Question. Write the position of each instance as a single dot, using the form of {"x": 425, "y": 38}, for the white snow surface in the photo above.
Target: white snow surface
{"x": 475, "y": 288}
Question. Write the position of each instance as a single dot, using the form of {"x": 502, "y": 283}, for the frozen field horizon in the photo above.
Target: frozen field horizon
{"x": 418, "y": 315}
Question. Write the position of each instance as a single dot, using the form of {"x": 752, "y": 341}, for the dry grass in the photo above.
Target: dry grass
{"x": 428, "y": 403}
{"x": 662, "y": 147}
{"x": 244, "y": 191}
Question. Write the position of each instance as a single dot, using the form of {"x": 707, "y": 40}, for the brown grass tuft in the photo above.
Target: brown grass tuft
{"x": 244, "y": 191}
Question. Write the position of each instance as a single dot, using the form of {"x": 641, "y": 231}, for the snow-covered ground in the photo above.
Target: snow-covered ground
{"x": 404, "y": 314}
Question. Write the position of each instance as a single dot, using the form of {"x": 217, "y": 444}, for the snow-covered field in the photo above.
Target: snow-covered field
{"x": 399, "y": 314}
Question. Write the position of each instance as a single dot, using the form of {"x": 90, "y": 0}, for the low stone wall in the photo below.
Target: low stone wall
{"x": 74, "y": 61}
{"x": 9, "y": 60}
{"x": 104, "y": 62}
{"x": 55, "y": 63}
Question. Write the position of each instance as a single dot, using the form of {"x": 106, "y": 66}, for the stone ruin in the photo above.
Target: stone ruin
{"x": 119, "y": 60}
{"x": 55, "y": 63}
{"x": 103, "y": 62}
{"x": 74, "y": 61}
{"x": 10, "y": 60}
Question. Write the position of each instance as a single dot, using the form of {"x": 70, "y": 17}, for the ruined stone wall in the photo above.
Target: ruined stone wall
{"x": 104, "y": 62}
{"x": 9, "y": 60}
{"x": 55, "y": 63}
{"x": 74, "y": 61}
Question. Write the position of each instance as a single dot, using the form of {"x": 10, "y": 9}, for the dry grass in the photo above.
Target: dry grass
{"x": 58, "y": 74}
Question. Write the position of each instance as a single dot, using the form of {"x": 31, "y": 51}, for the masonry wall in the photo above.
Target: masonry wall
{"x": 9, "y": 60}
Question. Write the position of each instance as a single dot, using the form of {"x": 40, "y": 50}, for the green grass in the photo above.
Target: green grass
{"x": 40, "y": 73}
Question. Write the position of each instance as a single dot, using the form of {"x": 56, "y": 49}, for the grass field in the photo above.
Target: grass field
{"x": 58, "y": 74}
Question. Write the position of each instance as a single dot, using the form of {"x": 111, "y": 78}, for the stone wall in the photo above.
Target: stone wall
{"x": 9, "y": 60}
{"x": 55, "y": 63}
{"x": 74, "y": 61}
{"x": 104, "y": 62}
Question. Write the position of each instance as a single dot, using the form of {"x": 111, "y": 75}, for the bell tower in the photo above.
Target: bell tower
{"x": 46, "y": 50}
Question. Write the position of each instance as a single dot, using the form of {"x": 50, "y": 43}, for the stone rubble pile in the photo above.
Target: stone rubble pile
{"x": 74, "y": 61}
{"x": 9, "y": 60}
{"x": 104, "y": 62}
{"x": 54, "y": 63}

__WHAT YOU WILL DO__: Can you format every line of the records above as a numbered list, leaving out any blank lines?

__RESPONSE__:
1. Question. Write the position of each instance as a single dot, using the form of {"x": 425, "y": 38}, for the white snow surface in the photo above.
2. Target: white snow surface
3. {"x": 475, "y": 288}
4. Question. Write the position of each instance as a single dot, using the form of {"x": 502, "y": 283}, for the frozen field horizon in the photo above.
5. Target: frozen field horizon
6. {"x": 418, "y": 315}
7. Question. Write the position of each instance as a single dot, using the form of {"x": 752, "y": 341}, for the dry grass in the photo above.
8. Target: dry grass
9. {"x": 428, "y": 403}
10. {"x": 662, "y": 147}
11. {"x": 244, "y": 191}
12. Question. Write the position of each instance as a single dot, using the form of {"x": 707, "y": 40}, for the brown grass tuft in the photo above.
13. Target: brown grass tuft
14. {"x": 244, "y": 191}
15. Question. Write the position of each instance as a single dot, using the form of {"x": 641, "y": 231}, for the snow-covered ground in the photo above.
16. Target: snow-covered ground
17. {"x": 404, "y": 314}
18. Question. Write the position of each instance as a single dot, using the form of {"x": 217, "y": 444}, for the snow-covered field in the photo above.
19. Target: snow-covered field
20. {"x": 399, "y": 314}
21. Question. Write the position of each instance as a single dot, using the form of {"x": 90, "y": 0}, for the low stone wall in the photo below.
22. Target: low stone wall
23. {"x": 74, "y": 61}
24. {"x": 9, "y": 60}
25. {"x": 104, "y": 62}
26. {"x": 55, "y": 63}
27. Question. Write the position of each instance as a single dot, using the form of {"x": 106, "y": 66}, for the stone ruin in the photo above.
28. Target: stone ruin
29. {"x": 119, "y": 60}
30. {"x": 55, "y": 63}
31. {"x": 103, "y": 62}
32. {"x": 74, "y": 61}
33. {"x": 10, "y": 60}
34. Question. Write the position of each instance as a single dot, using the form of {"x": 70, "y": 17}, for the ruined stone wall in the photo above.
35. Target: ruined stone wall
36. {"x": 104, "y": 62}
37. {"x": 9, "y": 60}
38. {"x": 55, "y": 63}
39. {"x": 74, "y": 61}
40. Question. Write the position of each instance as a single dot, using the form of {"x": 10, "y": 9}, for the dry grass in the photo above.
41. Target: dry grass
42. {"x": 58, "y": 74}
43. Question. Write the position of each instance as a single dot, using the form of {"x": 31, "y": 51}, for the masonry wall in the photo above.
44. Target: masonry wall
45. {"x": 9, "y": 60}
46. Question. Write the position of each instance as a single dot, using the form of {"x": 40, "y": 50}, for the green grass in the photo above.
47. Target: green grass
48. {"x": 40, "y": 73}
49. Question. Write the position of each instance as a single dot, using the form of {"x": 56, "y": 49}, for the grass field in the photo above.
50. Target: grass field
51. {"x": 58, "y": 74}
52. Question. Write the position of each instance as a single dot, using the form of {"x": 111, "y": 78}, for the stone wall in the photo above.
53. Target: stone wall
54. {"x": 9, "y": 60}
55. {"x": 55, "y": 63}
56. {"x": 74, "y": 61}
57. {"x": 104, "y": 62}
58. Question. Write the position of each instance as a single dot, using the form of {"x": 111, "y": 75}, for the bell tower in the photo above.
59. Target: bell tower
60. {"x": 46, "y": 50}
61. Question. Write the position of each instance as a single dot, using the form of {"x": 50, "y": 43}, for the stone rubble pile in the photo above.
62. Target: stone rubble pile
63. {"x": 74, "y": 61}
64. {"x": 9, "y": 60}
65. {"x": 104, "y": 62}
66. {"x": 54, "y": 63}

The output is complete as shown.